### PAGE EXTRACT

If you’re a Black woman and you’ve ever traveled outside of the U.S., or plan to, you must know about Cathy Harris. The embattled customs agent, profiled in the February issue of ESSENCE magazine, is soldiering on in her fight against the random detention of Black women travelers at U.S. airports.
Harris is also pressing still for a resolution to her case of workplace harassment. During several nightmarish years at the U.S. Customs Service, Harris says that she routinely was sexually harrassed by her mostly White supervisors.
Those same supervisors, Harris and her lawyers say, ratcheted up their attack when Harris went public about the scores of Black women she watched customs agents target. They were patted down, stripped searched, and, in the worst cases, forced to undergo invasive medical exams. After she blew the whistle on her bosses, Harris was suspended without pay in October 1999.

######
### DATA FOR REVIEW

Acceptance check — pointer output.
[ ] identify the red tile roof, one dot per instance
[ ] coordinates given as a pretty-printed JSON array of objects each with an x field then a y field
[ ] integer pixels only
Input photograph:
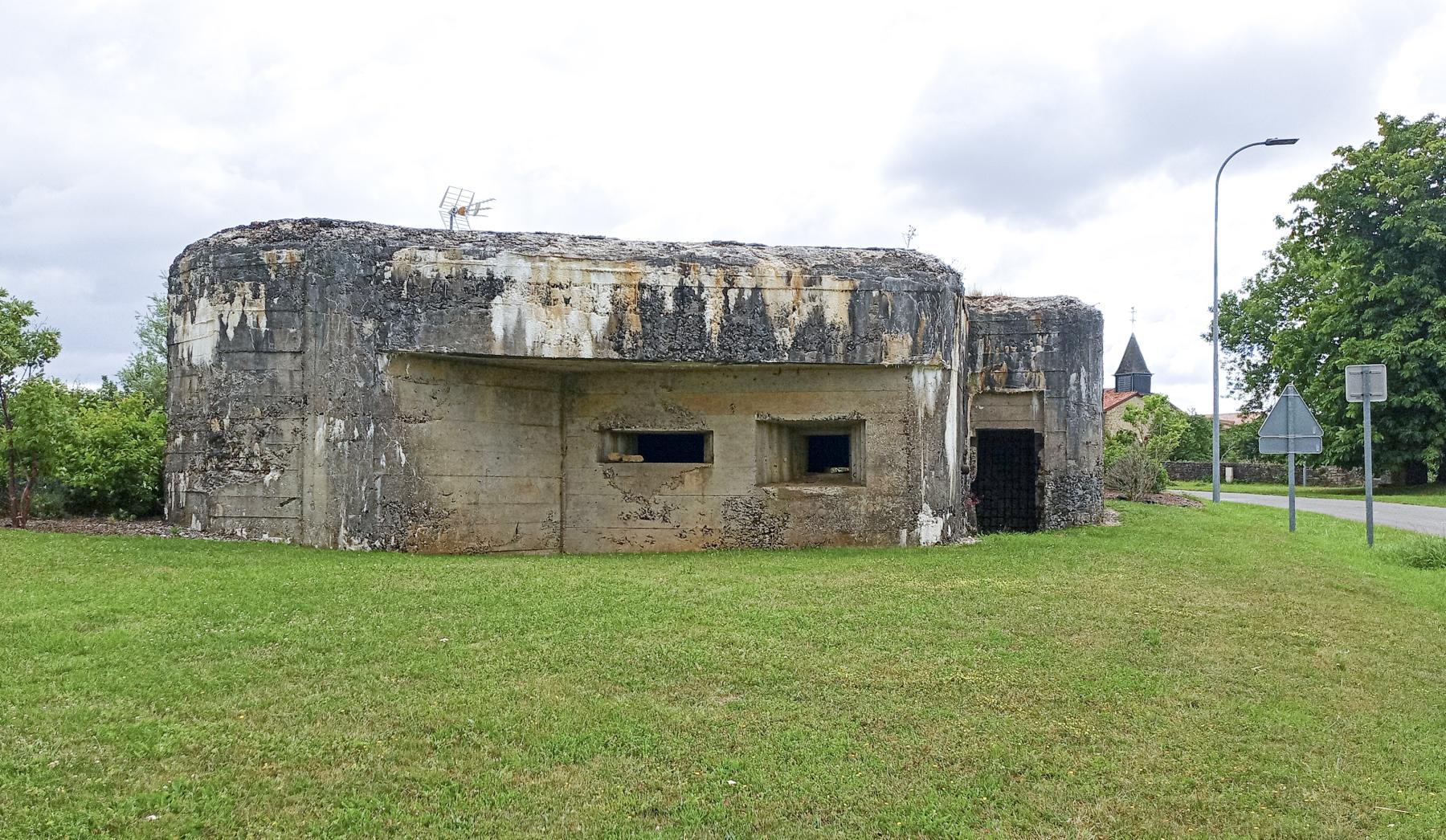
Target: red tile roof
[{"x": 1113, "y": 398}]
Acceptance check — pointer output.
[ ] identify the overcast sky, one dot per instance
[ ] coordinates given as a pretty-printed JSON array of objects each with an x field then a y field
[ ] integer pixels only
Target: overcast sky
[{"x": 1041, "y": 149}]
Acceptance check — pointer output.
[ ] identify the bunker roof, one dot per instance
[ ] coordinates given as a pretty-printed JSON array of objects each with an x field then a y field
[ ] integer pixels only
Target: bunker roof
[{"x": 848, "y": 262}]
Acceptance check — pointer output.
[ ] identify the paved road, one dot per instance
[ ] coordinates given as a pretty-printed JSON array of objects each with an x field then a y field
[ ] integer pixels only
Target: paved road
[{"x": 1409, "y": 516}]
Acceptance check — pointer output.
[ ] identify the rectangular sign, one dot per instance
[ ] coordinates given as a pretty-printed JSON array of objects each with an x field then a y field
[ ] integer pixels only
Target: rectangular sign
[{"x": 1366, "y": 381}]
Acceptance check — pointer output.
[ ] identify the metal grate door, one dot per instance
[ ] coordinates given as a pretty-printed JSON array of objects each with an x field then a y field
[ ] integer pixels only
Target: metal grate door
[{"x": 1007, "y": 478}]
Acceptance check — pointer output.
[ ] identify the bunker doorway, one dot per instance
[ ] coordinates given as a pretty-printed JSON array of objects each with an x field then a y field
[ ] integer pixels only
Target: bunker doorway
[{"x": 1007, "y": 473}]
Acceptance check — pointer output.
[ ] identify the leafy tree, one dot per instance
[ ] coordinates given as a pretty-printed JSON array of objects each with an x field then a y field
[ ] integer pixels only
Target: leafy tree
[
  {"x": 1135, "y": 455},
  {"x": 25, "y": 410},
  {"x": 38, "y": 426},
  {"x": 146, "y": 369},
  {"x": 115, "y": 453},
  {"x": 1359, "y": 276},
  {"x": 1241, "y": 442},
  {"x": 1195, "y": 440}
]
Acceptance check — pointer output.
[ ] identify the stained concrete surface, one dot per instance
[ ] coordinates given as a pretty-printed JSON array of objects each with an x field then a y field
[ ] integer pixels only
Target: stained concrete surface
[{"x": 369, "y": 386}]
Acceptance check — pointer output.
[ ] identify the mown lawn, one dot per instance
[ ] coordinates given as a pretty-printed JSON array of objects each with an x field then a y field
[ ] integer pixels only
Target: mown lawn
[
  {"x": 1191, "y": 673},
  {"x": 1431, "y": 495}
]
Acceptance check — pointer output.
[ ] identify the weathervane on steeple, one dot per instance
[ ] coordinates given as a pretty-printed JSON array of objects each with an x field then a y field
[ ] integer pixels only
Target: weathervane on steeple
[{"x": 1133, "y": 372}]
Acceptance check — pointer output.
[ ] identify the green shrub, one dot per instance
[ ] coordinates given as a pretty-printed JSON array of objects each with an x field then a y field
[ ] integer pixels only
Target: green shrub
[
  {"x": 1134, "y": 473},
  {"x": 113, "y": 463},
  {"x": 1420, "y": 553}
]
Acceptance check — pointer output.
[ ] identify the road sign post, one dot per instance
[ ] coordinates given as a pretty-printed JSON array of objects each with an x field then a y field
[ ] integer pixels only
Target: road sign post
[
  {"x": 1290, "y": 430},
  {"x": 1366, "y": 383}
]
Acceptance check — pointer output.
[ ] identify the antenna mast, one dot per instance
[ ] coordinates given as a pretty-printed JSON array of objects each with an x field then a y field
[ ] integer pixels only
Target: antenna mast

######
### DATA FOR REVIEW

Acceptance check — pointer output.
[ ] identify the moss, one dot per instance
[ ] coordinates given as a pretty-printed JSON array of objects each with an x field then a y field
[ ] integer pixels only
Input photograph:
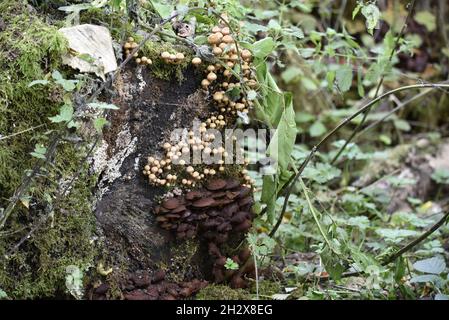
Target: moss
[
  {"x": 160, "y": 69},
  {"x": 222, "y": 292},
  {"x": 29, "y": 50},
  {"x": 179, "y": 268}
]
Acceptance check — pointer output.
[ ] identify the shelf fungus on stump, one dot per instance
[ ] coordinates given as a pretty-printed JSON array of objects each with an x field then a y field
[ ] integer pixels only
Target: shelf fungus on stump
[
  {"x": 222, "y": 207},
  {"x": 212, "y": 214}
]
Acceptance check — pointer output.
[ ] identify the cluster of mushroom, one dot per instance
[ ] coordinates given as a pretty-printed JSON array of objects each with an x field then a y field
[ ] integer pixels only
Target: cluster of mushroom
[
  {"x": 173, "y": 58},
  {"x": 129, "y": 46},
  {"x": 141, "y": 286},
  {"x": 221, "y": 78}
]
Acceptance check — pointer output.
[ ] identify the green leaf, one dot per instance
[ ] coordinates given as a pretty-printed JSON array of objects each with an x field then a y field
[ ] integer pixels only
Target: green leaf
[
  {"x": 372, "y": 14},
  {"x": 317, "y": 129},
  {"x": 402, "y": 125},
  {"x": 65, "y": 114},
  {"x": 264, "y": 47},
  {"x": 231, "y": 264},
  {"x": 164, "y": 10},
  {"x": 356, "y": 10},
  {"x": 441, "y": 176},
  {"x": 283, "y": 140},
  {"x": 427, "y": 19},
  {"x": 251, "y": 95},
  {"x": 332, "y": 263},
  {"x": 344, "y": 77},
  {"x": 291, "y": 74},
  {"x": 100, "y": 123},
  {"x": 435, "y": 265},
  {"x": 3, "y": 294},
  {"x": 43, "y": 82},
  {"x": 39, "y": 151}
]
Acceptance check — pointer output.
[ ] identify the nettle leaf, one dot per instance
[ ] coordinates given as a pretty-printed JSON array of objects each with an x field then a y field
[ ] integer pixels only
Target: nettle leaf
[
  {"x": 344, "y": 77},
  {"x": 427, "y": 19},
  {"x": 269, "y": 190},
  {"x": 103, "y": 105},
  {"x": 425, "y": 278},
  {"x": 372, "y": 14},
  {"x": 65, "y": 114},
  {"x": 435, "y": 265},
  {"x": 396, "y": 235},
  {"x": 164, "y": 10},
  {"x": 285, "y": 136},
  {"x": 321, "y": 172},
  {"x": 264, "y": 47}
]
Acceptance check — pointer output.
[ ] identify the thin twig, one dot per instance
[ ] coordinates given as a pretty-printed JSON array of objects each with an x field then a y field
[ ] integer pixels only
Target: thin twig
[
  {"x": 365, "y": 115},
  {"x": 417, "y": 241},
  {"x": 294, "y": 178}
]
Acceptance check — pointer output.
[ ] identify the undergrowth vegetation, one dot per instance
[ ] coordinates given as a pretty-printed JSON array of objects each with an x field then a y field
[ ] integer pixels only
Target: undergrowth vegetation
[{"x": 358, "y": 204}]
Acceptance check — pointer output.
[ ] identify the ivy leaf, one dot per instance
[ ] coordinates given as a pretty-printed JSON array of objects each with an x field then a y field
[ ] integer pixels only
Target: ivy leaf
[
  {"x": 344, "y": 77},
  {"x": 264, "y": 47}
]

######

Repeat the Cathy Harris article word for word, everything from "Harris is also" down to "mostly White supervisors.".

● RESPONSE
Harris is also pressing still for a resolution to her case of workplace harassment. During several nightmarish years at the U.S. Customs Service, Harris says that she routinely was sexually harrassed by her mostly White supervisors.